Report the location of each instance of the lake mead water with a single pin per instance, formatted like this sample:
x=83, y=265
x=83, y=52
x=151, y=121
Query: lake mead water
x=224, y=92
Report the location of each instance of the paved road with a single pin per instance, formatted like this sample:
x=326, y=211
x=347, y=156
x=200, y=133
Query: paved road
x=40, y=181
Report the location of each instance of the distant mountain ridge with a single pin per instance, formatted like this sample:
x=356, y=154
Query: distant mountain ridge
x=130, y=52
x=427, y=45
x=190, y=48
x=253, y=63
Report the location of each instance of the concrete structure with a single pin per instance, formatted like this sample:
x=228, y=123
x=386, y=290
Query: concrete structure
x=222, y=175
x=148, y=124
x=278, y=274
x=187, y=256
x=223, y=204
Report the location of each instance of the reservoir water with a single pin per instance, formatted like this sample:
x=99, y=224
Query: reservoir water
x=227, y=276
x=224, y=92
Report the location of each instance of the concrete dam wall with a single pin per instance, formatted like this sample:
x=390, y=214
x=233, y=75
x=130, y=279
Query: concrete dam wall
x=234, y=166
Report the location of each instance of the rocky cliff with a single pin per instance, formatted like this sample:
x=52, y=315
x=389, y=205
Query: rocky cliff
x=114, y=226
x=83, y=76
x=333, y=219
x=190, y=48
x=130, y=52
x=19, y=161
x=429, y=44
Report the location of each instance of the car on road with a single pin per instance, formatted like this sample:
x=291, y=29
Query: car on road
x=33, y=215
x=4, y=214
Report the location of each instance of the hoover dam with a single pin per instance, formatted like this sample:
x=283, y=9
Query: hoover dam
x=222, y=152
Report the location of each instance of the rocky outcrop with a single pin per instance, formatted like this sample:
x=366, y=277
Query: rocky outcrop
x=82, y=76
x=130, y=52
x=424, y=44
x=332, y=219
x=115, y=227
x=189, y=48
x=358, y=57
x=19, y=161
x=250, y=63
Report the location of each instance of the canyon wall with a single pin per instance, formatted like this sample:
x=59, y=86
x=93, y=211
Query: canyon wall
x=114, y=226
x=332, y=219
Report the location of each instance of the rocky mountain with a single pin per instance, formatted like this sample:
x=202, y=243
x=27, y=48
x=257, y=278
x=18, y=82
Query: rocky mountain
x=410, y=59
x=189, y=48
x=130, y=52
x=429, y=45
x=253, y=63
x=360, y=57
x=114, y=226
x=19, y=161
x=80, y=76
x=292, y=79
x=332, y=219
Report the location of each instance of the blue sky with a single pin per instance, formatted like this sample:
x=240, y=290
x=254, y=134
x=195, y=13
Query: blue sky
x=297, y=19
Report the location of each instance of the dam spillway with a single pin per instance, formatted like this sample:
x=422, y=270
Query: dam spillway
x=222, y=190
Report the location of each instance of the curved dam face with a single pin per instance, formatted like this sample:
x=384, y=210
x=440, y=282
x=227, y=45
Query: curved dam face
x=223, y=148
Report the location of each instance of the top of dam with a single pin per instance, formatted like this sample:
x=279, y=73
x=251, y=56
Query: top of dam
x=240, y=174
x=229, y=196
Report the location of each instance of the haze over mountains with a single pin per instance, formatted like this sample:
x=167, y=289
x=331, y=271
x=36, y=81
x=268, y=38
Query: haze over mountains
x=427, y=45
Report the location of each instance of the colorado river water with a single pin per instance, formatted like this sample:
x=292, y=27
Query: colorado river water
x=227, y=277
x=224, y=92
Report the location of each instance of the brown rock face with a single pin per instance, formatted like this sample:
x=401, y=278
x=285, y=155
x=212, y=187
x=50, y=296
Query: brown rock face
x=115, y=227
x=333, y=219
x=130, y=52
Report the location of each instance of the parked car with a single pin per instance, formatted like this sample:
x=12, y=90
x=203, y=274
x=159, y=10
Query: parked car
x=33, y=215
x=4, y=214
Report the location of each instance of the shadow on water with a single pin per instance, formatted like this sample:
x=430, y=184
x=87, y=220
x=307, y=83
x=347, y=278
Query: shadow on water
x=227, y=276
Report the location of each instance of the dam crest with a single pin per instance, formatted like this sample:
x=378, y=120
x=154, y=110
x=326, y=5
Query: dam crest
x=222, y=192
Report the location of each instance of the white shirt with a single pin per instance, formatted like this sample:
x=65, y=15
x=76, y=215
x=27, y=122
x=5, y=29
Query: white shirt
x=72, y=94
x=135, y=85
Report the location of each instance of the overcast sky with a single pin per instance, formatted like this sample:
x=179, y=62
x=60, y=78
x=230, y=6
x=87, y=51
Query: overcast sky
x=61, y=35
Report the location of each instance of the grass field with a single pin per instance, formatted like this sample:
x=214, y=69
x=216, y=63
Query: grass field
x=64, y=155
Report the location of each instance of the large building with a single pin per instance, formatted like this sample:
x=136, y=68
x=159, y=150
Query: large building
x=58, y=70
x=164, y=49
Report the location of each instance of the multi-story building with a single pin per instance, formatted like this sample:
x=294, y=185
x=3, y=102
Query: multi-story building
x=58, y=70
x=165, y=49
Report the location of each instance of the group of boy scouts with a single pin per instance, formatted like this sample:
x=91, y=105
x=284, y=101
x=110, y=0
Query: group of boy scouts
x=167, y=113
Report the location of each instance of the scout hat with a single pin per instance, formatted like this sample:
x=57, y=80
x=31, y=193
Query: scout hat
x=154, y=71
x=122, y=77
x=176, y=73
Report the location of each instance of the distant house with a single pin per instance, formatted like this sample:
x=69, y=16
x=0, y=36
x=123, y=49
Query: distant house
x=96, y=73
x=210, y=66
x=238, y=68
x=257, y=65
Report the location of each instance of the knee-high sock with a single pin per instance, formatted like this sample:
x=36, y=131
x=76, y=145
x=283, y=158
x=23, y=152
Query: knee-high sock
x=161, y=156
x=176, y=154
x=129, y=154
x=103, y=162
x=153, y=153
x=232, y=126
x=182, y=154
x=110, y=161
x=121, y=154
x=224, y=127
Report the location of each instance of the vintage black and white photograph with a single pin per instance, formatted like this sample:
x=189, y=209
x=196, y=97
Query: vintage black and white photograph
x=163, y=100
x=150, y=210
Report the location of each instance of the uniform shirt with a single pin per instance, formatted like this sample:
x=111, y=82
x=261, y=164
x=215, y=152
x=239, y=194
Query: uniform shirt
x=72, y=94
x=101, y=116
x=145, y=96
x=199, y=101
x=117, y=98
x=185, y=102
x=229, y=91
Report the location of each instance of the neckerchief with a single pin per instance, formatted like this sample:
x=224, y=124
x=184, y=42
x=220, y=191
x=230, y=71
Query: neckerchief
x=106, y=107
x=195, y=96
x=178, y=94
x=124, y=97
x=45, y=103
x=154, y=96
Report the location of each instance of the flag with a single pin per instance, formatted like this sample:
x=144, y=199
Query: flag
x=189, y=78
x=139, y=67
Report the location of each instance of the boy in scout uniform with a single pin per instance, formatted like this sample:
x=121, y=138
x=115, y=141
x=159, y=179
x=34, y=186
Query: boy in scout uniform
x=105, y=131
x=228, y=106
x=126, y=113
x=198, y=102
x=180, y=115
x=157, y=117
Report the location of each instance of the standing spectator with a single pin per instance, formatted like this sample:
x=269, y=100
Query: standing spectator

» Work order
Write out every record above, word for word.

» Solved problem
Report the location of each instance of the lake mead water with a single pin per instance, formatted like this sample:
x=83, y=265
x=83, y=52
x=151, y=121
Query: lake mead water
x=224, y=92
Report the location of each instance of the paved road with a single pin per instance, formatted like this sample:
x=326, y=211
x=347, y=156
x=200, y=133
Query: paved road
x=40, y=181
Report the location of each instance of the distant mountain ridge with a single pin per instance, formatted like this sample:
x=356, y=154
Query: distant mountain ridge
x=130, y=52
x=427, y=45
x=190, y=48
x=253, y=63
Report the location of each instance of the concrete structure with a single pin per instance, formatted like this sample:
x=228, y=123
x=386, y=290
Query: concrete structure
x=222, y=175
x=148, y=124
x=278, y=274
x=187, y=256
x=223, y=204
Report the location of each instance of the reservoir water with a single pin per instance, formatted like this sample:
x=99, y=224
Query: reservoir water
x=227, y=276
x=224, y=92
Report the location of each instance of the concrete dam wall with a single pin per instance, formatted like this sample:
x=390, y=214
x=233, y=75
x=130, y=279
Query: concrete dam wall
x=234, y=166
Report the location of each instance of the rocky cliff with a single pin per instance, formatted like this sample:
x=52, y=315
x=389, y=205
Query: rocky cliff
x=114, y=226
x=83, y=76
x=333, y=219
x=190, y=48
x=130, y=52
x=19, y=161
x=429, y=44
Report the location of each instance of the car on road with a single pin per instance, formatted like this sample:
x=291, y=29
Query: car on road
x=33, y=215
x=4, y=214
Report the location of each instance of the hoover dam with a single pin per instance, formatted like this sample:
x=283, y=9
Query: hoover dam
x=222, y=152
Report the location of each instance of the rocky outcrop with a single pin per instance, formatted like this sample:
x=366, y=277
Query: rocky outcrop
x=82, y=76
x=130, y=52
x=424, y=44
x=332, y=219
x=115, y=227
x=189, y=48
x=358, y=57
x=19, y=161
x=250, y=63
Report the location of each instance of the canyon wall with a single pin per instance, formatted like this sample:
x=59, y=86
x=93, y=211
Query: canyon wall
x=114, y=226
x=332, y=219
Report the location of each instance of the rocky mountain with a single pin per instance, formatted like this sample:
x=202, y=243
x=27, y=48
x=257, y=278
x=18, y=82
Query: rocky mountain
x=410, y=59
x=189, y=48
x=130, y=52
x=429, y=45
x=253, y=63
x=360, y=57
x=114, y=226
x=19, y=161
x=80, y=76
x=292, y=79
x=332, y=219
Report the location of each instance of the blue sky with a single pin per instance, formatted like this sample:
x=240, y=290
x=254, y=134
x=195, y=13
Query: blue sky
x=297, y=19
Report the location of each instance of the dam spillway with a single pin per instance, formatted like this sample:
x=422, y=270
Query: dam spillway
x=222, y=190
Report the location of each instance of the curved dam face with a single pin per instance, formatted like this sample:
x=384, y=210
x=440, y=282
x=227, y=45
Query: curved dam face
x=223, y=148
Report the location of each instance of the top of dam with a single pin per instance, formatted like this sample:
x=279, y=73
x=251, y=56
Query: top of dam
x=240, y=174
x=229, y=196
Report the location of each instance of the haze over mountains with a single pin per instance, formatted like this sample:
x=167, y=289
x=331, y=271
x=36, y=81
x=268, y=38
Query: haze over mountains
x=427, y=45
Report the location of each instance of the colorado river water with a single pin per instance, formatted like this sample:
x=292, y=27
Query: colorado river water
x=227, y=277
x=224, y=92
Report the location of each instance of the brown rock face with a single pin per instance, formatted like this sample:
x=401, y=278
x=285, y=155
x=212, y=187
x=50, y=296
Query: brown rock face
x=115, y=227
x=333, y=219
x=130, y=52
Report the location of each instance of the parked car with a single pin per instance, formatted like this sample:
x=12, y=90
x=203, y=274
x=159, y=10
Query: parked car
x=33, y=215
x=4, y=214
Report the location of each instance of the shadow on water with a single pin per instance, formatted like this sample:
x=430, y=184
x=87, y=220
x=307, y=83
x=347, y=278
Query: shadow on water
x=227, y=276
Report the location of each instance of the dam crest with a single pin per instance, formatted like this sample:
x=378, y=120
x=154, y=110
x=326, y=5
Query: dam crest
x=222, y=192
Report the location of each instance of the white shirt with a single pin per instance, formatted like this sample:
x=65, y=15
x=76, y=215
x=27, y=122
x=5, y=29
Query: white shirt
x=72, y=94
x=135, y=85
Report the location of each instance of the overcast sky with a single pin per instance, formatted like this sample:
x=179, y=62
x=60, y=78
x=230, y=6
x=87, y=51
Query: overcast sky
x=61, y=35
Report the location of each instance of the grass field with a single pin per instance, formatted like this sample:
x=214, y=69
x=216, y=63
Query: grass field
x=64, y=155
Report the location of each instance of the large building with a single pin per instance, formatted like this sample:
x=136, y=68
x=159, y=150
Query: large building
x=58, y=70
x=164, y=49
Report the location of each instance of the multi-story building with a single pin per instance, formatted like this sample:
x=294, y=185
x=3, y=102
Query: multi-story building
x=58, y=70
x=165, y=49
Report the location of each instance of the group of boy scouts with a single pin per instance, formatted like this sample:
x=91, y=105
x=284, y=101
x=110, y=0
Query: group of boy scouts
x=167, y=113
Report the location of each instance of the scout hat with a single pin per instance, formatted like this sample:
x=57, y=80
x=31, y=193
Query: scout hat
x=154, y=71
x=122, y=77
x=176, y=73
Report the location of each instance of the distant house with a single pin per instance, formatted like this sample:
x=69, y=16
x=0, y=36
x=123, y=49
Query: distant house
x=96, y=73
x=210, y=66
x=238, y=68
x=257, y=65
Report the location of each instance of the knee-high sock with a single pin per instance, formatted like this sample:
x=36, y=131
x=76, y=145
x=283, y=158
x=23, y=152
Query: knee-high sock
x=161, y=156
x=176, y=154
x=129, y=154
x=103, y=162
x=153, y=153
x=232, y=126
x=182, y=154
x=110, y=161
x=121, y=154
x=224, y=127
Report the location of each instance of the vintage black and white photograph with a single pin per instance, formatted like this sample:
x=189, y=209
x=196, y=97
Query: vintage black and white photograph
x=163, y=100
x=150, y=210
Report the location of each instance of the uniform shirt with a single pin per instance, formatted like this sample:
x=111, y=82
x=261, y=164
x=215, y=152
x=239, y=194
Query: uniform shirt
x=72, y=94
x=101, y=116
x=145, y=96
x=199, y=101
x=117, y=98
x=185, y=102
x=229, y=91
Report the location of each instance of the neckerchief with a single pin per instance, formatted like this sample:
x=224, y=124
x=184, y=42
x=220, y=191
x=230, y=71
Query: neckerchief
x=106, y=107
x=195, y=96
x=178, y=94
x=124, y=97
x=45, y=103
x=154, y=96
Report the location of each instance of the flag with a single pin per instance, formatted like this sample:
x=144, y=199
Query: flag
x=189, y=78
x=139, y=67
Report the location of each instance of the boy in scout uniform with a single pin per instance, formatted like this sample:
x=121, y=138
x=115, y=141
x=159, y=179
x=34, y=186
Query: boy in scout uniform
x=105, y=131
x=228, y=106
x=126, y=113
x=198, y=102
x=180, y=115
x=157, y=117
Report the location of each instance of the standing spectator with a single pin per instance, formatted like this sample:
x=269, y=100
Query: standing spectator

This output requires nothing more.